*** Exercise input

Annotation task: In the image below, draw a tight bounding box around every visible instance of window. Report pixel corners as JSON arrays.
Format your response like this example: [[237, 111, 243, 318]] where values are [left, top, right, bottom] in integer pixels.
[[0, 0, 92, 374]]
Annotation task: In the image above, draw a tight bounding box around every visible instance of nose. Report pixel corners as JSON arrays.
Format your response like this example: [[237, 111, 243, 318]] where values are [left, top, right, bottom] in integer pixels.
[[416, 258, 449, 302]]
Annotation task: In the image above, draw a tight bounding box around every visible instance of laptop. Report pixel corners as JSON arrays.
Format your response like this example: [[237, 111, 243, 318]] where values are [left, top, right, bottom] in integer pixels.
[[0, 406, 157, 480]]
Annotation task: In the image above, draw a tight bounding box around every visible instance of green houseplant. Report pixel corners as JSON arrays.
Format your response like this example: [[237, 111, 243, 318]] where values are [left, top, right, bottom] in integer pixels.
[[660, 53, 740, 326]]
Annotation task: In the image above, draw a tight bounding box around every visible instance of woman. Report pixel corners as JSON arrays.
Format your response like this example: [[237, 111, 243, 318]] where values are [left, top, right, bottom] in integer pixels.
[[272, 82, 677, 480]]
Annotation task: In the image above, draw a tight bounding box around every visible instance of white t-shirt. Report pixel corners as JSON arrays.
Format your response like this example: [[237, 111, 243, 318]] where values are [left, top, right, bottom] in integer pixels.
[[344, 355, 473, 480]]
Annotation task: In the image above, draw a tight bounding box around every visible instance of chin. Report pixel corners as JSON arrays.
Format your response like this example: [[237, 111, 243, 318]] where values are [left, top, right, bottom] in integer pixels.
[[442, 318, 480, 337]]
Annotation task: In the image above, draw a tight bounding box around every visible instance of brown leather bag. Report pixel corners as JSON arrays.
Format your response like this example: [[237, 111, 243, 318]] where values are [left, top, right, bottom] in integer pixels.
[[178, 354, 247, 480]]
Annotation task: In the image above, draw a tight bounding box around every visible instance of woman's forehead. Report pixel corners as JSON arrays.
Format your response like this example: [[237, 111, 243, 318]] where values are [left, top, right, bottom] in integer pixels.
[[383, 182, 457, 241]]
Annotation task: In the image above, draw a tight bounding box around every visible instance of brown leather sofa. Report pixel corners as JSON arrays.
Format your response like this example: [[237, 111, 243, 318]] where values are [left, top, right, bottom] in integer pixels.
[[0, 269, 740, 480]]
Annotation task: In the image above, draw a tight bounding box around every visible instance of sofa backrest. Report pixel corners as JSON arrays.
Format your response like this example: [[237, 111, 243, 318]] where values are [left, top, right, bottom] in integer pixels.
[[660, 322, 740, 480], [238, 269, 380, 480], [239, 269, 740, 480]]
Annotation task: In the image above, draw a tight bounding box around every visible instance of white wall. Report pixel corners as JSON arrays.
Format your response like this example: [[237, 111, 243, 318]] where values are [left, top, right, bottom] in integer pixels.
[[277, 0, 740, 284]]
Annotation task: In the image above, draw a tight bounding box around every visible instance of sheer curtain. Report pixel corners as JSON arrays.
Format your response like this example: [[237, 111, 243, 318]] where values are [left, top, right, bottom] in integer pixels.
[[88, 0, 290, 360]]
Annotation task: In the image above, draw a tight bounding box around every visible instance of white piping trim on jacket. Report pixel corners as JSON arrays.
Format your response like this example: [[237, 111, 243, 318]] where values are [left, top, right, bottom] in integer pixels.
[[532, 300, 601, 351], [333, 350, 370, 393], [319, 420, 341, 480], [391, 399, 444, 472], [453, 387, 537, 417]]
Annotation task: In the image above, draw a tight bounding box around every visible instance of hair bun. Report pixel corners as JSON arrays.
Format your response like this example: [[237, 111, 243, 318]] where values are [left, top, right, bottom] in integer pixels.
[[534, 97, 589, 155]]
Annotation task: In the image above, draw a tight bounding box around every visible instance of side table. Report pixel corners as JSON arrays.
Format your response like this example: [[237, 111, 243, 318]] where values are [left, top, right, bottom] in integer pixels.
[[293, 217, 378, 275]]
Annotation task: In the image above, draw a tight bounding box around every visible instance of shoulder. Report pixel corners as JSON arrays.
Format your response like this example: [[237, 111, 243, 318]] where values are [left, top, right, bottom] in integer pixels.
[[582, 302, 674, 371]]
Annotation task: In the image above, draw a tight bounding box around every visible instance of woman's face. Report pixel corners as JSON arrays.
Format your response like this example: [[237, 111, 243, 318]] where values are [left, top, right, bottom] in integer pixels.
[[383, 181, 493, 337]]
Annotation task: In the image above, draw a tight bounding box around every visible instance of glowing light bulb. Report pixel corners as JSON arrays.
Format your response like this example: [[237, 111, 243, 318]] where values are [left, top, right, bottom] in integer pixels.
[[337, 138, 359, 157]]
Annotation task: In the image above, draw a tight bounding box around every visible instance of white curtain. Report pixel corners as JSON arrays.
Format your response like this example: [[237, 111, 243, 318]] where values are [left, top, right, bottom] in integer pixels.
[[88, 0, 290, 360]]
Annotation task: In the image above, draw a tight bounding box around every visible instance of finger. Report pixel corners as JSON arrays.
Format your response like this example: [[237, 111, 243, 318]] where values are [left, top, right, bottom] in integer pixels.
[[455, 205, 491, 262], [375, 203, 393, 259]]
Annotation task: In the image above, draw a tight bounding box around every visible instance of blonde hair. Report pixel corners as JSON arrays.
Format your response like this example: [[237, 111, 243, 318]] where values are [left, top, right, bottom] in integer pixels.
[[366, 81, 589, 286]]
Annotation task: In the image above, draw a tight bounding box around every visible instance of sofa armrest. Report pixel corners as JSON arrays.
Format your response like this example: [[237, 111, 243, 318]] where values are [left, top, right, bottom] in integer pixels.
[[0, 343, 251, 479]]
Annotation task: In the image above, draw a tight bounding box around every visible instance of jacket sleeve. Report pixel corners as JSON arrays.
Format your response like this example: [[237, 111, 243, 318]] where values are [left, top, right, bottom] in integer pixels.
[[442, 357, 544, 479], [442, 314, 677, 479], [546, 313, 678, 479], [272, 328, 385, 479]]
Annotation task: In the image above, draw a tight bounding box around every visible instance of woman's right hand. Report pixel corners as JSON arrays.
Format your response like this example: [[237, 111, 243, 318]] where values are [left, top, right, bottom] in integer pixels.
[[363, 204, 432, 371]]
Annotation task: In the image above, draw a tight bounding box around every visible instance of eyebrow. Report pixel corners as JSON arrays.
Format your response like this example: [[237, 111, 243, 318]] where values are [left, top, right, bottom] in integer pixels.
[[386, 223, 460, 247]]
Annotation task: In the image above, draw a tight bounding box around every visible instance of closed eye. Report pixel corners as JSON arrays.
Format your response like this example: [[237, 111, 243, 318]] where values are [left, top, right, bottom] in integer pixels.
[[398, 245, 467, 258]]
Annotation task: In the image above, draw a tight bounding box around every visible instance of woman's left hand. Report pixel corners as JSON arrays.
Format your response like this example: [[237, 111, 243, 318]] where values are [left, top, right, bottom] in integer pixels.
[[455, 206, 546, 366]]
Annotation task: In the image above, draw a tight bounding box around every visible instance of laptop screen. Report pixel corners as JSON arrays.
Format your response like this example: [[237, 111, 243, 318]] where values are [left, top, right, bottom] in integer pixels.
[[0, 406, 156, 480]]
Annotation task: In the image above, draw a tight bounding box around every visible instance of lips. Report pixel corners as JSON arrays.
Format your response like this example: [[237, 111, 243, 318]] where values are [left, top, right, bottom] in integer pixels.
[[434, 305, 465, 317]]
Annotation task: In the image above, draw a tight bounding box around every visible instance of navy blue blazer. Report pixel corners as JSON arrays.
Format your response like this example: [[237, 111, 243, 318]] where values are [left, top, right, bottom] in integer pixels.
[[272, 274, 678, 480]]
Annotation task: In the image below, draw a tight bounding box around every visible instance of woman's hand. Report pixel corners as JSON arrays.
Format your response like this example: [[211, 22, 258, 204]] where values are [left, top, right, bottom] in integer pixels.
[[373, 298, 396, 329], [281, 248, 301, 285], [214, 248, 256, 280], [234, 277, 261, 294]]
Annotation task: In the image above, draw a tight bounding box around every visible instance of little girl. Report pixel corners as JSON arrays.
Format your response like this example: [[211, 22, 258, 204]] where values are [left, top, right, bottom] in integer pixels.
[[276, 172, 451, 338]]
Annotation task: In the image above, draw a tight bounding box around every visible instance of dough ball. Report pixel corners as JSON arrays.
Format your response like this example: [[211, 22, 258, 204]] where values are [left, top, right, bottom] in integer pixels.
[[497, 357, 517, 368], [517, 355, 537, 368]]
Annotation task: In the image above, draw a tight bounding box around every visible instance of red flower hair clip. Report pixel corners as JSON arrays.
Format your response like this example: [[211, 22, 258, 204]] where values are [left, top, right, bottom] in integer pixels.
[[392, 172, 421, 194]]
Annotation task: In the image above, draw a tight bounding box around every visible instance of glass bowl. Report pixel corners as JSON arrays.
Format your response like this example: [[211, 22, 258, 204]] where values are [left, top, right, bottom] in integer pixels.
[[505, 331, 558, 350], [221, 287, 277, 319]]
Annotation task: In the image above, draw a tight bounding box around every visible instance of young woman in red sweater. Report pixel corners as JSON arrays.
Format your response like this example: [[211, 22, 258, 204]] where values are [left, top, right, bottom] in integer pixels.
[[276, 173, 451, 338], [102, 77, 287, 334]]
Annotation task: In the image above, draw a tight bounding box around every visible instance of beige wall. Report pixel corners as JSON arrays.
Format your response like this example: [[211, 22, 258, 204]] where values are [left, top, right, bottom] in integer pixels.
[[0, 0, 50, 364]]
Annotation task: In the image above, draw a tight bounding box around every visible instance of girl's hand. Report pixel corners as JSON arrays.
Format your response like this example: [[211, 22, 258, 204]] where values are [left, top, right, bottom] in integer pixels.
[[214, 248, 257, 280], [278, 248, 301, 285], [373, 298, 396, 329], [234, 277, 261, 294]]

******

Problem statement: Could you render the stretch of the material from the line containing "lips. Report pixel corners as JSON arrays." through the line containing "[[272, 274, 678, 480]]" as a JSON list of strings, one string per line with blank lines omitted?

Complete output:
[
  "Annotation task: In the image above, draw a tight bounding box around every visible instance of lips. Report pixel corners as JSON arrays.",
  "Format your response like this example: [[237, 111, 243, 318]] where values are [left, top, right, bottom] in integer pixels.",
  "[[434, 305, 465, 317]]",
  "Annotation task: In the image above, draw a tight bounding box around every visible instance of navy blue blazer. Report pixel corners as JSON arrays.",
  "Format your response like this example: [[237, 111, 243, 318]] where values are [left, top, right, bottom] in integer pixels.",
  "[[272, 274, 678, 480]]"
]